§ Work instructions:
Rewrite the lines below as a numbered list, starting with the first line and going on through the line containing "positive clicks: (83, 209)". Leave out blank lines and pictures.

§ Data:
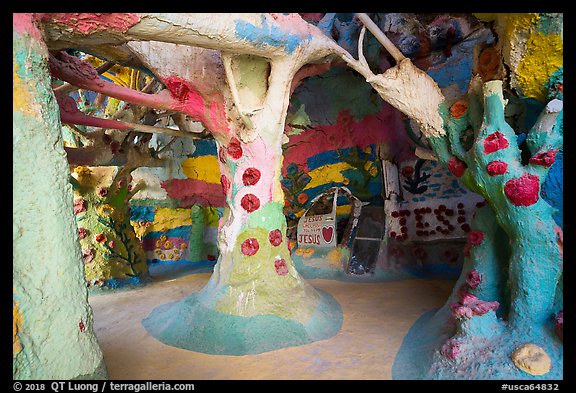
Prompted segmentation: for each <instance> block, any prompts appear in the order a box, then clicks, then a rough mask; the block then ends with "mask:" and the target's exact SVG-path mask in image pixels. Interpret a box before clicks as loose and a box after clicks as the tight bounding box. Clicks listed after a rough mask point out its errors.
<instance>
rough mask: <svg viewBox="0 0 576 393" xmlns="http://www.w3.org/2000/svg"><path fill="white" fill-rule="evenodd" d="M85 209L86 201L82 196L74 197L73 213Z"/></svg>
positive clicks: (83, 209)
mask: <svg viewBox="0 0 576 393" xmlns="http://www.w3.org/2000/svg"><path fill="white" fill-rule="evenodd" d="M85 211H86V201H85V200H84V199H82V198H76V199H74V214H78V213H82V212H85Z"/></svg>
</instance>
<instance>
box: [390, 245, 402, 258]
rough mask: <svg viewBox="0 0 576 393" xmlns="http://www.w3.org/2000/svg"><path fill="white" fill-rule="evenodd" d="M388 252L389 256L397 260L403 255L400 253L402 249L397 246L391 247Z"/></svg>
mask: <svg viewBox="0 0 576 393" xmlns="http://www.w3.org/2000/svg"><path fill="white" fill-rule="evenodd" d="M388 252H389V253H390V256H392V257H394V258H399V257H401V256H402V255H403V254H404V253H403V252H402V249H401V248H400V247H398V246H391V247H389V248H388Z"/></svg>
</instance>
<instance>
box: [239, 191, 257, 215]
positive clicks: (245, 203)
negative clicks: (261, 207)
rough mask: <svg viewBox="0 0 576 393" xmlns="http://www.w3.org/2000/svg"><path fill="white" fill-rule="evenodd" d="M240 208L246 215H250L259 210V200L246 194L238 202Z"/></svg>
mask: <svg viewBox="0 0 576 393" xmlns="http://www.w3.org/2000/svg"><path fill="white" fill-rule="evenodd" d="M240 206H242V208H243V209H244V210H246V211H247V212H248V213H252V212H253V211H255V210H258V209H259V208H260V199H258V197H257V196H256V195H254V194H246V195H244V196H243V197H242V199H241V200H240Z"/></svg>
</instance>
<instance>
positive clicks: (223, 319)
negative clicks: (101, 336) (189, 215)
mask: <svg viewBox="0 0 576 393" xmlns="http://www.w3.org/2000/svg"><path fill="white" fill-rule="evenodd" d="M318 292H319V294H320V297H321V300H320V303H319V304H318V306H317V308H316V310H315V312H314V314H313V315H312V317H311V318H310V320H309V321H308V322H307V323H306V324H305V325H303V324H301V323H300V322H298V321H294V320H289V319H284V318H280V317H278V316H275V315H257V316H252V317H242V316H237V315H229V314H224V313H221V312H218V311H215V310H214V309H211V308H206V307H205V306H204V305H203V304H201V303H200V302H199V301H198V293H194V294H192V295H190V296H188V297H187V298H185V299H183V300H180V301H177V302H173V303H168V304H164V305H162V306H159V307H157V308H156V309H154V310H153V311H152V312H151V313H150V315H149V316H148V317H146V318H145V319H143V320H142V325H143V326H144V328H146V330H147V331H148V333H150V335H152V336H153V337H155V338H156V339H158V340H159V341H161V342H163V343H164V344H167V345H171V346H174V347H178V348H182V349H188V350H190V351H195V352H201V353H208V354H214V355H247V354H257V353H262V352H268V351H273V350H275V349H280V348H285V347H291V346H297V345H304V344H308V343H311V342H314V341H318V340H324V339H327V338H330V337H332V336H334V335H335V334H336V333H338V331H339V330H340V327H341V326H342V308H341V307H340V304H339V303H338V302H337V301H336V300H335V299H334V298H333V297H332V296H331V295H329V294H327V293H325V292H323V291H320V290H318Z"/></svg>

§ Problem solution:
1. Prompted segmentation: for each <instance> block, any prompts appear in the order a box, then clicks, then a rough mask; the block then ends with "mask:" and the target's exact SVG-path mask in image pixels. Interpret a box before clicks as loose and a box after clicks as the tight bounding box. Clicks listed after a rough mask point out its errors.
2. <instance>
3. rough mask: <svg viewBox="0 0 576 393" xmlns="http://www.w3.org/2000/svg"><path fill="white" fill-rule="evenodd" d="M85 209L86 201L82 196L74 197L73 213Z"/></svg>
4. positive clicks: (83, 209)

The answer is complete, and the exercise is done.